▶ Stated exercise
Pull out every line of the entries below that contains the word "above".

▶ Data for processing
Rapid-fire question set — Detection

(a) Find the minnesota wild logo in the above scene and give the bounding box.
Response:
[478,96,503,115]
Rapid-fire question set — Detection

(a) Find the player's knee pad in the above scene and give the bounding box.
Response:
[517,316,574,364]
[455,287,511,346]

▶ Final result
(a) Find the minnesota wild logo in the above scene and give the bounding box.
(a) Find the player's knee pad in the above scene and give the bounding box.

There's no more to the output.